* Begin Raw records *

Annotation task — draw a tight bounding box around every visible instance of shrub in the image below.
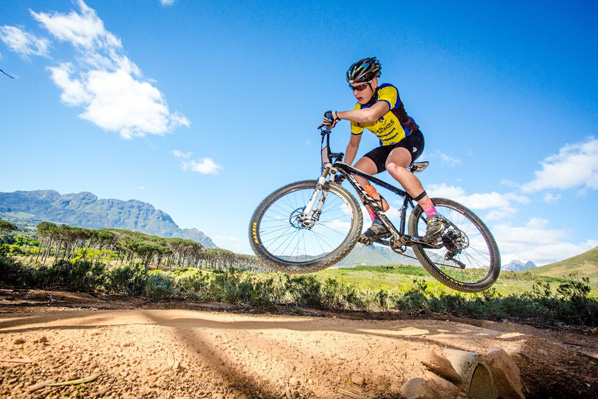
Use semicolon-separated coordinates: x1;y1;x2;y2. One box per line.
144;270;174;300
44;260;105;291
103;265;147;296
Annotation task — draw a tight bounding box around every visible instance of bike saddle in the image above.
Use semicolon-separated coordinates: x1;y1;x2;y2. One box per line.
409;161;430;173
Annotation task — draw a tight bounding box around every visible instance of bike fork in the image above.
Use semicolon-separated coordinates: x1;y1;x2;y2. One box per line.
301;176;328;228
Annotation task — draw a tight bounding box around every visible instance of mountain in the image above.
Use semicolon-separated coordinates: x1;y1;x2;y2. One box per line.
336;243;419;267
530;247;598;285
0;190;217;248
501;260;537;272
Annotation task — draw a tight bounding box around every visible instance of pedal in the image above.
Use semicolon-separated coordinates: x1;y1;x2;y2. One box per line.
357;234;374;245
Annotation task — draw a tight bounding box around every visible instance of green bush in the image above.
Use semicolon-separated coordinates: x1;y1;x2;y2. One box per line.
103;265;147;296
44;260;105;291
144;270;174;300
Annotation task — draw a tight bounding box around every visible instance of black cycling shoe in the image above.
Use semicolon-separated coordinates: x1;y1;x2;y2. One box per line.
363;220;391;238
423;215;446;244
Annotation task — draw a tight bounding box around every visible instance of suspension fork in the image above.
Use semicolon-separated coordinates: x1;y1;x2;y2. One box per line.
301;165;332;228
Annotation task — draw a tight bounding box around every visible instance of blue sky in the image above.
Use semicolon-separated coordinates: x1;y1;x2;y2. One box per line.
0;0;598;265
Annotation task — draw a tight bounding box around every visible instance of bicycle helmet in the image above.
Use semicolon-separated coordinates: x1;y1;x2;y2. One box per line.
347;57;382;82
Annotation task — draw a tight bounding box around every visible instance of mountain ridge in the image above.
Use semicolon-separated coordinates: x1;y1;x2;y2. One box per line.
0;190;218;248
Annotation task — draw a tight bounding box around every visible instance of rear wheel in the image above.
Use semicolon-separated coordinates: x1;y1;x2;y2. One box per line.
409;198;500;292
249;180;363;273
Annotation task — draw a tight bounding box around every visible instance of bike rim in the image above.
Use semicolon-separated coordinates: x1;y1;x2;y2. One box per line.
258;187;356;264
417;204;494;284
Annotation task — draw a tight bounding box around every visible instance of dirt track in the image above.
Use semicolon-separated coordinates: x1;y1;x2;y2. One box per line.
0;290;598;399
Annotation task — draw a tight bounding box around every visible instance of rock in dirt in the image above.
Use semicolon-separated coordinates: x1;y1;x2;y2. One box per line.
350;373;365;387
401;378;436;399
419;351;463;384
486;348;525;399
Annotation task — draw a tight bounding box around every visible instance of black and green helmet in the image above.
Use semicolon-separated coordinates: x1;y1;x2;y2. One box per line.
347;57;382;82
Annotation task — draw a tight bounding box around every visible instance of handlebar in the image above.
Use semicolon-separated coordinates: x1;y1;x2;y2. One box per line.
318;123;345;166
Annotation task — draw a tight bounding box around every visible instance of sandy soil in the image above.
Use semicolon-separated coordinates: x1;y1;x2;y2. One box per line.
0;290;598;399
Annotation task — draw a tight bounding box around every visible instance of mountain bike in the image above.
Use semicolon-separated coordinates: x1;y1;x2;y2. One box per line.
249;125;500;292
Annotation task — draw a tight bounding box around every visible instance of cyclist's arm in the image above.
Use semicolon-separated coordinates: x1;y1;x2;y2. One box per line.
345;134;361;165
336;101;390;123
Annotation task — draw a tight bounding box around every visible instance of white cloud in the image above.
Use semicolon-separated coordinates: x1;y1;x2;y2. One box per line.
0;25;50;60
428;150;461;168
172;150;221;175
2;0;190;139
542;193;561;204
522;137;598;192
426;183;530;221
492;218;598;266
31;0;122;49
183;158;221;175
172;150;191;159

* End Raw records *

• **Written problem**
Reproduce all of the records above verbatim, from the first line to the last, and leave the pictures out.

• **Reply**
Annotation task — draw a tight bounding box around every visible instance of shrub in the image below.
Use semicolon-separated coordinates: x1;y1;x2;y2. One box per line.
144;270;174;300
44;260;105;291
103;265;147;296
Annotation task — draw a tight bounding box around every visible instance of bike saddle in the image above.
Use semicolon-separated coordinates: x1;y1;x2;y2. One box per line.
409;161;430;173
Annotation task — draw a tight bounding box around every visible instance of bike fork in the image above.
Use semicolon-separated coordinates: x1;y1;x2;y2. One box per line.
301;176;328;228
Annotation task — draw a tight bounding box around every visible instance of mountain in the image above.
Use semicolon-separated coordinates: x1;y1;x2;y2. One box per line.
336;243;419;267
530;247;598;285
0;190;217;248
501;260;537;272
Annotation task — draw a tight bounding box around every visible instance of pedal in the image above.
Use semicolon-separated coordinates: x1;y1;x2;y2. One box per line.
357;234;374;245
Annotation task — draw a tight bounding box around every visible instance of green bush in the image above.
Use semicolon-separated coordinates: x1;y1;x2;y2. One box per line.
103;265;147;296
44;260;105;291
144;270;174;300
Annotation task — draw a tight bounding box around every visible instance of black cycling shoe in the image above.
Use semicolon-separated coordinates: x1;y1;x2;y2. One box per line.
363;220;391;238
423;215;446;244
Annotation task — draw a tight bounding box around every visible instance of suspension fork in the image above.
Use semicolon-separated coordinates: x1;y1;x2;y2. One box per line.
301;165;332;228
Annotation task — draw a tight bounding box around every visible instance of blue sky in the image above.
Use semicolon-separated coordinates: x1;y1;x2;y2. One box per line.
0;0;598;265
Annotation task — draw a tight bounding box around every visible instance of bicycle helmet in the image above.
Use semicolon-separated coordinates: x1;y1;x2;y2. One box per line.
347;57;382;82
Annotation task — draw a tight bounding box around every visible instance of mountain ridge in the image above.
Use semicolon-separated coordinates: x1;y1;x2;y2. One box per line.
0;190;218;248
Annotation task — draw a tight bounding box around every visible instance of rear wheel in the image above.
Use semicolon-separated coordinates: x1;y1;x2;y2. One box per line.
409;198;500;292
249;180;363;273
Annotation task — draw a tight bounding box around every visible instance of bike rim in the image above.
Use semicolon-separated coordinates: x1;y1;x2;y2. One box per line.
258;187;356;264
417;204;494;284
Annotation task — draw a tight bounding box around every visible instance of dirt track in the image above.
Use semicolon-separated coordinates: x1;y1;x2;y2. One box per line.
0;290;598;399
Annotation task — draw a tight bounding box around every visible instance of rock in dirt in the image above.
Use semicolon-separated coordinates: x1;y1;x2;y2. One box per line.
350;373;365;387
401;378;436;399
419;351;463;384
486;348;525;399
Annotation task — draw a tight bounding box around every visible instance of black and green helmet in the image above.
Use semicolon-separated coordinates: x1;y1;x2;y2. One box per line.
347;57;382;82
Annotation task — draw a tight bounding box around every visible instance of handlebar in the image above.
Use semicolon-separated coordinates: x1;y1;x2;y2. One box per line.
318;123;345;166
Annotation task — draw a tight bounding box around every visible instance of sandy soil in the image above.
Use semicolon-separated coordinates: x1;y1;x2;y2. One box per line.
0;290;598;399
Annotation task — draw a tight bounding box around every visible instance of mountain bike in the image above.
Use semicolon-separated coordinates: x1;y1;x2;y2. One box per line.
249;125;500;292
Annotation task — draw a tight bounding box around every visible instance of cyclist's arm in the image above.
Use semicolon-separated coordinates: x1;y1;x2;y2. One box per line.
345;134;361;165
336;101;390;123
Annotation task — draw a tight bounding box around every visible instance of white cloud in the image above.
Use semicolon-separated coordinates: x1;y1;x2;y2. One box per line.
0;25;50;60
428;150;461;168
172;150;221;175
2;0;190;139
542;193;561;204
522;137;598;192
426;183;530;221
492;218;598;266
31;0;122;49
183;158;221;175
172;150;191;159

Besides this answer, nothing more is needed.